RECORDS SHOWN:

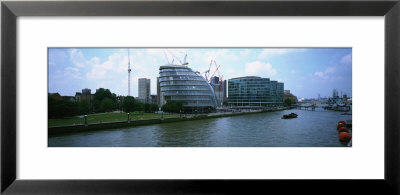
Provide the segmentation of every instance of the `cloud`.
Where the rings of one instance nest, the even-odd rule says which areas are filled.
[[[315,76],[319,76],[319,77],[323,77],[324,73],[323,72],[315,72],[314,75]]]
[[[245,72],[247,75],[276,75],[277,72],[270,63],[260,61],[250,62],[245,65]]]
[[[250,55],[250,53],[251,53],[250,49],[245,49],[245,50],[243,50],[243,51],[240,52],[240,55],[241,55],[242,57],[247,57],[247,56]]]
[[[342,59],[340,60],[340,62],[341,62],[342,64],[351,64],[351,62],[352,62],[352,56],[351,56],[351,54],[348,54],[348,55],[343,56]]]
[[[69,59],[70,61],[78,67],[83,67],[87,63],[85,56],[78,49],[70,49],[69,50]]]
[[[261,51],[261,53],[258,55],[259,59],[267,59],[273,56],[278,56],[278,55],[284,55],[288,53],[293,53],[293,52],[303,52],[306,51],[307,49],[300,49],[300,48],[290,48],[290,49],[272,49],[272,48],[266,48]]]
[[[325,70],[325,74],[334,74],[335,72],[336,72],[336,68],[332,67],[332,66],[326,68],[326,70]]]
[[[79,69],[76,67],[71,67],[71,66],[65,67],[64,68],[64,77],[65,78],[74,78],[74,79],[80,78]]]
[[[111,71],[122,71],[121,67],[125,61],[124,56],[121,56],[119,53],[115,53],[111,56],[108,56],[107,61],[103,63],[99,63],[100,59],[97,57],[93,57],[89,60],[89,62],[92,64],[92,69],[86,74],[86,77],[89,79],[104,79],[110,78],[108,73]],[[128,61],[126,60],[125,67],[127,67],[127,64]]]
[[[331,78],[330,76],[333,75],[336,72],[335,67],[327,67],[324,72],[315,72],[314,75],[320,78],[324,79],[329,79]]]

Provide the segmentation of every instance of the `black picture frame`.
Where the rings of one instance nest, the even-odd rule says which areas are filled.
[[[19,16],[385,16],[385,176],[382,180],[16,179]],[[399,0],[2,1],[1,192],[4,194],[399,194]],[[293,162],[295,163],[295,162]],[[338,165],[339,166],[339,165]],[[368,171],[368,170],[365,170]],[[346,173],[343,173],[346,174]],[[276,193],[274,193],[276,192]]]

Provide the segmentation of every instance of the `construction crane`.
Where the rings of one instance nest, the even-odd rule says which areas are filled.
[[[128,48],[128,96],[131,96],[131,57],[129,56]]]
[[[183,61],[181,61],[178,57],[176,57],[176,55],[175,55],[172,51],[170,51],[170,50],[167,50],[167,51],[168,51],[168,52],[171,54],[171,56],[172,56],[172,62],[171,62],[171,64],[174,62],[174,59],[178,60],[179,63],[180,63],[181,65],[187,66],[187,65],[189,64],[188,62],[186,62],[187,54],[185,54],[185,58],[183,59]],[[168,63],[169,63],[169,61],[168,61]]]
[[[210,71],[211,71],[211,67],[212,65],[215,65],[215,70],[214,72],[210,75]],[[219,68],[221,66],[217,64],[217,62],[215,60],[211,60],[210,62],[210,66],[208,67],[208,69],[204,72],[202,72],[202,74],[204,74],[204,78],[207,80],[207,82],[210,82],[210,79],[215,75],[215,73],[218,74],[218,77],[221,78],[221,75],[219,73]]]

SHORT TASK: The records above are to be reproduced exactly; the pictures are to be left out.

COMPLETE OUTPUT:
Provide the segmentation of every instance of the `cloud`.
Where the rings of one instance nest, the even-odd rule says which areas are filled.
[[[315,76],[319,76],[319,77],[323,77],[324,73],[323,72],[315,72],[314,75]]]
[[[245,72],[247,75],[276,75],[277,72],[270,63],[260,61],[250,62],[245,65]]]
[[[250,55],[250,53],[251,53],[250,49],[245,49],[245,50],[243,50],[243,51],[240,52],[240,55],[241,55],[242,57],[247,57],[247,56]]]
[[[342,59],[340,60],[340,62],[341,62],[342,64],[351,64],[351,62],[352,62],[352,56],[351,56],[351,54],[348,54],[348,55],[343,56]]]
[[[69,59],[70,61],[78,67],[83,67],[87,63],[85,56],[78,49],[70,49],[69,50]]]
[[[261,51],[261,53],[258,55],[259,59],[267,59],[273,56],[278,56],[278,55],[284,55],[288,53],[293,53],[293,52],[303,52],[306,51],[307,49],[300,49],[300,48],[290,48],[290,49],[272,49],[272,48],[266,48]]]
[[[325,70],[325,74],[334,74],[335,72],[336,72],[336,68],[332,67],[332,66],[326,68],[326,70]]]
[[[79,69],[76,67],[71,67],[71,66],[65,67],[64,68],[64,77],[65,78],[74,78],[74,79],[80,78]]]
[[[111,71],[122,71],[121,67],[125,61],[124,56],[121,56],[119,53],[115,53],[111,56],[108,56],[107,61],[103,63],[99,63],[100,59],[97,57],[93,57],[89,60],[89,62],[92,64],[92,69],[86,74],[86,77],[89,79],[104,79],[110,78],[108,73]],[[128,61],[126,60],[125,67],[127,67],[127,64]]]
[[[331,78],[330,76],[333,75],[336,72],[335,67],[327,67],[324,72],[315,72],[314,75],[320,78],[324,79],[329,79]]]

Provide the segmentation of every instance of the `black picture frame`.
Where the rings of one instance nest, the even-odd rule says which areas are filled.
[[[19,16],[385,16],[385,176],[382,180],[16,179]],[[399,0],[2,1],[1,192],[4,194],[399,194]],[[293,162],[295,163],[295,162]],[[338,165],[339,166],[339,165]],[[368,171],[368,170],[365,170]],[[346,173],[343,173],[346,174]],[[276,193],[274,193],[276,192]]]

Provide the segmentation of every instance of the `construction crane`.
Where the rings of one instance nest, the even-odd rule says which areas are filled.
[[[128,48],[128,96],[131,96],[131,57],[129,56]]]
[[[183,61],[181,61],[178,57],[176,57],[176,55],[175,55],[172,51],[170,51],[170,50],[167,50],[167,51],[168,51],[168,52],[171,54],[171,56],[172,56],[172,62],[171,62],[171,64],[174,62],[174,59],[178,60],[179,63],[180,63],[181,65],[187,66],[187,65],[189,64],[188,62],[186,62],[187,54],[185,54],[185,58],[183,59]],[[168,63],[169,63],[169,61],[168,61]]]
[[[210,71],[211,71],[211,67],[212,65],[215,65],[215,70],[214,72],[210,75]],[[219,68],[221,66],[217,64],[217,62],[215,60],[211,60],[210,62],[210,66],[208,67],[208,69],[204,72],[202,72],[202,74],[204,74],[204,78],[207,80],[207,82],[210,82],[210,79],[215,75],[215,73],[218,74],[218,77],[221,78],[221,75],[219,73]]]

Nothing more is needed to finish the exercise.